[[ EXERCISE TEXT, beginning ]]
Published March 15, 2019 This content is archived.
Light physical activity such as gardening, strolling through a park and folding clothes might be enough to significantly lower the risk of cardiovascular disease among older women, according to a new study co-authored by a UB researcher.
This kind of activity appears to reduce the risk of cardiovascular disease events, such as stroke or heart failure, by up to 22 percent, and the risk of heart attack or coronary death by as much as 42 percent, the study team reports.
Researchers at the University of California, San Diego, led the study, which was published today in JAMA Network Open. Michael LaMonte, research associate professor of epidemiology and environmental health in UB’s School of Public Health and Health Professions, is a co-author on the study.
In 2017, LaMonte was lead author on a study that first reported that women who engaged in 30 minutes per day of light physical activity had a 12 percent lower risk of death. The new study is a follow-up to LaMonte’s, which included the UC San Diego team.
“Finding lower risk of cardiovascular disease associated with even light intensity, daily activities among older women in later life has immense public health implications,” says LaMonte, adding that light-intensity physical activities are the most common forms of daily activity in older adults.
“Cardiovascular disease places an enormous burden on health care costs and services in older women. If confirmed by a randomized prevention trial, our results could be transformative to future public health and clinical recommendations on the amount, type and intensity of activity needed to prevent the major cause of death and disability in an aging society,” he says.
In the new study, researchers asked more than 5,500 women aged 63-97 from the Women’s Health Initiative to wear hip-mounted accelerometers — a device similar to a fitness tracker — that measured their movement 24 hours a day for seven consecutive days.
The accelerometers were also calibrated by age in order to distinguish between light, and moderate-to-vigorous physical activity — a monitoring detail considered a major strength of the study. The researchers then followed the participants for almost five years, tracking cardiovascular disease events such as heart attacks and strokes.
[[ EXERCISE TEXT, end ]]
[[ DATA LISTING, beginning ]]
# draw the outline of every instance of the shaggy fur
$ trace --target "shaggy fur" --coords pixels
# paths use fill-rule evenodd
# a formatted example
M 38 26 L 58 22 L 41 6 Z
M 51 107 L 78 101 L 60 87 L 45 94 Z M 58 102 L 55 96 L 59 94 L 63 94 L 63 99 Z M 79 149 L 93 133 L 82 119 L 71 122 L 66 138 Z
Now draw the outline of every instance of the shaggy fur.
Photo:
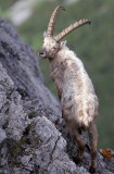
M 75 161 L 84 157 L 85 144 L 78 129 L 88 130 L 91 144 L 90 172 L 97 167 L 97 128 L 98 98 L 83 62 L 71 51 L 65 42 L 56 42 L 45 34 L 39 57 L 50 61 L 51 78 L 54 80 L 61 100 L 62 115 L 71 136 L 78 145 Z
[[ DATA LISTING, end ]]
[[ DATA LISTING, beginning ]]
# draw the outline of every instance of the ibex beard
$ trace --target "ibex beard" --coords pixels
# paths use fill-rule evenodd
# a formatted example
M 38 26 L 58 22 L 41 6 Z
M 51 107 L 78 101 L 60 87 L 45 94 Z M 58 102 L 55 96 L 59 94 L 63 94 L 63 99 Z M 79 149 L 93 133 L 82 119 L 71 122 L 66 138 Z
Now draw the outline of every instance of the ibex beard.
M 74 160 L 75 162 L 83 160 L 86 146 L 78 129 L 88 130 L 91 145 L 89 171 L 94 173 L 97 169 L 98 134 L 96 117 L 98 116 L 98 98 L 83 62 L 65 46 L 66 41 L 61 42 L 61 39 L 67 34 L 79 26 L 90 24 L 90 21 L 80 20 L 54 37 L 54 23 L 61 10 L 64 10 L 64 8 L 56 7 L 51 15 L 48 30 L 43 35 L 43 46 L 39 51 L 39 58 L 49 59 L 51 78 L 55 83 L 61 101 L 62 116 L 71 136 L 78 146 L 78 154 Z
[[ DATA LISTING, end ]]
[[ DATA LISTING, beginning ]]
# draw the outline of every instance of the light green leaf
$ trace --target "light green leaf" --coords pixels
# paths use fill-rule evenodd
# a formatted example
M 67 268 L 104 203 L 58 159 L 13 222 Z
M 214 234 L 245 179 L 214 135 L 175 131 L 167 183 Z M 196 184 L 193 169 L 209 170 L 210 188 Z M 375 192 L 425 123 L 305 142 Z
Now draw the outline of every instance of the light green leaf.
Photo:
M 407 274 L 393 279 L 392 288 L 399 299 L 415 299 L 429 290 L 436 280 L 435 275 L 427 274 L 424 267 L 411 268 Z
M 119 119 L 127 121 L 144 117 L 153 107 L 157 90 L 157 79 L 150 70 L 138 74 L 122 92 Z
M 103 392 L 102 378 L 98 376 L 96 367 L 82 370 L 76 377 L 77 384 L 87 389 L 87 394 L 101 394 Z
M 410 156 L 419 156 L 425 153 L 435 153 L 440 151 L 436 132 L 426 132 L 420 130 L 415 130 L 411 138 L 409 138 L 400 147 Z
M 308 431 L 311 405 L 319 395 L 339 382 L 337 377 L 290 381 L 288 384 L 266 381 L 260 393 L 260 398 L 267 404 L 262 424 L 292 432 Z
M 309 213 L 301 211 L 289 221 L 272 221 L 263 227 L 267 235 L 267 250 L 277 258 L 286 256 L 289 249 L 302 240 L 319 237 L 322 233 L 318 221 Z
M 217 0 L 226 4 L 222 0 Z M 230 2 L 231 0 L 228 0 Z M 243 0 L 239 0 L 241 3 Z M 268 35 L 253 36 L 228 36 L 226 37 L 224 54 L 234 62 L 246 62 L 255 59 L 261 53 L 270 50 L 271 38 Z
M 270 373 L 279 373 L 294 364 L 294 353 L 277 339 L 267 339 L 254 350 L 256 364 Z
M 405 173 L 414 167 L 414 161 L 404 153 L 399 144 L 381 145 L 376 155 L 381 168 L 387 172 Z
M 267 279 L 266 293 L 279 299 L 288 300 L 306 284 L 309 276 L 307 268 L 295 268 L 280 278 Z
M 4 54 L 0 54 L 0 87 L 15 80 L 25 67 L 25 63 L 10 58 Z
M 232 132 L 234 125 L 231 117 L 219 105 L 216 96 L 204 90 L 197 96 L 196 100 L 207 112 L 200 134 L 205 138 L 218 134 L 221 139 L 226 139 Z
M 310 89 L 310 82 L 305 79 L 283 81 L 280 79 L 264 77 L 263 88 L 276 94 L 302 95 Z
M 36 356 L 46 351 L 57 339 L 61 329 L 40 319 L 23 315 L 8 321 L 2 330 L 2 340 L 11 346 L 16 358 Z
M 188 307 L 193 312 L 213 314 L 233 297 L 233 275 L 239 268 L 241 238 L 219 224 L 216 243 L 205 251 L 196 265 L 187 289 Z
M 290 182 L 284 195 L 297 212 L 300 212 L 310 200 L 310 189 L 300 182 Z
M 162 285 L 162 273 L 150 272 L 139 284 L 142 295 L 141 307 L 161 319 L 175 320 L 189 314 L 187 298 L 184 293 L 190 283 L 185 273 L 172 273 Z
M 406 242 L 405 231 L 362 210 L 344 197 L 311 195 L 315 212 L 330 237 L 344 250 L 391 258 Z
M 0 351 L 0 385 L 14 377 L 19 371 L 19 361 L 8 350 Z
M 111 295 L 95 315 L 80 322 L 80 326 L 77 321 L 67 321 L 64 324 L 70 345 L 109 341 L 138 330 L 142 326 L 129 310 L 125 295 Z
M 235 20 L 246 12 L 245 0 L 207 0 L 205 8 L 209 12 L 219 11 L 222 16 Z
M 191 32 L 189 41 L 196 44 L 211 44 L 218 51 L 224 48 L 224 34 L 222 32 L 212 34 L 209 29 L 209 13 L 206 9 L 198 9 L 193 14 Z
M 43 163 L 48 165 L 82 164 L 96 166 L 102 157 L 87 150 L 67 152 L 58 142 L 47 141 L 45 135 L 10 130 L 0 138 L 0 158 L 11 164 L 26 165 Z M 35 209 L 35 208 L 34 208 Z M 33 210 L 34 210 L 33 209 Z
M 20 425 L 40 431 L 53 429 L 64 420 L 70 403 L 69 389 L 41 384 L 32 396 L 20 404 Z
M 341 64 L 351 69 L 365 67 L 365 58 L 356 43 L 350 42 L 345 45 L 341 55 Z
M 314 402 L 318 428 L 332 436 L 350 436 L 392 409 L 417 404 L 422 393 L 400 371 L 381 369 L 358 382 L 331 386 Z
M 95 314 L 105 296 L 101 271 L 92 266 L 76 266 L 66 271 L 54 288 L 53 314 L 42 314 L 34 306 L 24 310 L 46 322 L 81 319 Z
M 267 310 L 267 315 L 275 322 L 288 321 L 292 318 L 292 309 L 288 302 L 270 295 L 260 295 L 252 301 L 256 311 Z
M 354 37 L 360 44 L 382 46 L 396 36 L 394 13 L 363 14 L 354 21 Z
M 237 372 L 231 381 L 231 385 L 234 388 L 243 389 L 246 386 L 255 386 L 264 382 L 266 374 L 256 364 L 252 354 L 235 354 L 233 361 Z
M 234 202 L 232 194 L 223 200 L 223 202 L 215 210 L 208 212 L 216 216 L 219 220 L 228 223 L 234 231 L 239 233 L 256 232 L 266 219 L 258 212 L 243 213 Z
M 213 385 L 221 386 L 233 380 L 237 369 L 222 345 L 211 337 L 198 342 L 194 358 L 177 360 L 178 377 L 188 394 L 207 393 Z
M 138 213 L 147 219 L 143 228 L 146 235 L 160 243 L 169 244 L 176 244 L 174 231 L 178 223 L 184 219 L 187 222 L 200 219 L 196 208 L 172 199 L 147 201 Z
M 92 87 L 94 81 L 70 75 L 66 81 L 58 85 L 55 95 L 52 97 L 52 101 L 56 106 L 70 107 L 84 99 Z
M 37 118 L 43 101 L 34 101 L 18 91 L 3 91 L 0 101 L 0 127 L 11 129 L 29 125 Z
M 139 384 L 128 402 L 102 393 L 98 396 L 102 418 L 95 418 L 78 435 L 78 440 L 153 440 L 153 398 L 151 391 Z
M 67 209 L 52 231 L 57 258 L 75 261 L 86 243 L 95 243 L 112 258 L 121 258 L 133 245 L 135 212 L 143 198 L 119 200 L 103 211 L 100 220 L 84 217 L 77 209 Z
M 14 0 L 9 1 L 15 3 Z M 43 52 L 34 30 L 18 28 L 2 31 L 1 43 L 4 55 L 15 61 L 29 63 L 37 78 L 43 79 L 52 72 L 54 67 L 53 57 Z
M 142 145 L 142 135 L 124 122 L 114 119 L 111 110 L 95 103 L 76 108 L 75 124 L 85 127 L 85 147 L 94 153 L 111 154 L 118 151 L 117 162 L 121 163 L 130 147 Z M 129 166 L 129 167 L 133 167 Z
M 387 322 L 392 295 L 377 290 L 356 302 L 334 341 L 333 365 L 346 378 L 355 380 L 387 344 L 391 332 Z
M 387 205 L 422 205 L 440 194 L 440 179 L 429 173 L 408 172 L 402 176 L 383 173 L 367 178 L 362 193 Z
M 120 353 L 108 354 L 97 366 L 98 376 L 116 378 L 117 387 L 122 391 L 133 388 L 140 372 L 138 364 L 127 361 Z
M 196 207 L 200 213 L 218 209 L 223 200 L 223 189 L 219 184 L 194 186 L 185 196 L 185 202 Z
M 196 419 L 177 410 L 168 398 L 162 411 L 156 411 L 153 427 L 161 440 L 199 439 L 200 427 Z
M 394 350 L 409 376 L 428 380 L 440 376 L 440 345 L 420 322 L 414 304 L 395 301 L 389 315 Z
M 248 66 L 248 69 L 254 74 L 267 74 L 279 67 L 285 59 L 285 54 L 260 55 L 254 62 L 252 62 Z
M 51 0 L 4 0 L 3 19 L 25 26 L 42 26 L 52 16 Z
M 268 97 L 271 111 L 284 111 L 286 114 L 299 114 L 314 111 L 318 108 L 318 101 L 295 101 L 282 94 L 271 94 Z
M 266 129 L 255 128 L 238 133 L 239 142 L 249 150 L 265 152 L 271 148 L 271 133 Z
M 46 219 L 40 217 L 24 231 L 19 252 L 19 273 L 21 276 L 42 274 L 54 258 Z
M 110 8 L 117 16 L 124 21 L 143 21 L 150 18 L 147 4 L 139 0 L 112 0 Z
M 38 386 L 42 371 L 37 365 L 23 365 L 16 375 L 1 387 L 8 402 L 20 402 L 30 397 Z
[[ DATA LISTING, end ]]
DIRECTIONS:
(1) In the article on light physical activity, how long did participants in the new study wear the accelerometers?
(2) Print the passage of the article on light physical activity from "In the new study, researchers" to "attacks and strokes.".
(3) Go on writing the article on light physical activity, starting after its last sentence.
The data have no connection to the article on light physical activity.

OUTPUTS BY TASK:
(1) They wore them 24 hours a day for seven consecutive days.

(2)
In the new study, researchers asked more than 5,500 women aged 63-97 from the Women’s Health Initiative to wear hip-mounted accelerometers — a device similar to a fitness tracker — that measured their movement 24 hours a day for seven consecutive days.
The accelerometers were also calibrated by age in order to distinguish between light, and moderate-to-vigorous physical activity — a monitoring detail considered a major strength of the study. The researchers then followed the participants for almost five years, tracking cardiovascular disease events such as heart attacks and strokes.

(3)
Researchers found that light physical activity mattered for heart health, even after accounting for age, multiple chronic illnesses like cancer or arthritis, difficulty with movements such as walking and other known risk factors.
The link was clear, says study author Andrea LaCroix, chair of the Division of Epidemiology and director of the Women’s Health Center of Excellence at UC San Diego. “The higher the activity, the lower the risk,” she explains. “And the risk reduction showed regardless of the women’s overall health status, functional ability or even age. In other words, the association of light physical activity was apparent regardless of these other factors.”
This study is the first to show that higher levels of light physical activity are associated with reduced risks of cardiovascular disease events like heart attack and stroke in older women.
“Our study shows that replacing sitting with movement does not need to be done all at once to reap potential health benefits for women age 60 and older,” says John Bellettiere, lead author of the study and a research fellow in the Department of Family Medicine and Public Health at UC San Diego. “In fact, spreading sitting-interruptions throughout the day was significantly associated with lower risk of cardiovascular diseases.”
The results matter for a population that is expected to double within the next 15 years.
Heart disease is the leading cause of death among American women, and older women suffer profoundly: Nearly 68 percent of those between 60 and 79 have it. But so do older Americans in general. Of the estimated 85.6 million adults with at least one type of cardiovascular disease, almost half are age 60 or older.
Researchers need to conduct large randomized trials to determine if particular interventions might increase light physical activity in older women, and what effect that would have on cardiovascular disease rates. But the researchers say they see no reason not to encourage this group to increase their light physical activity, starting now.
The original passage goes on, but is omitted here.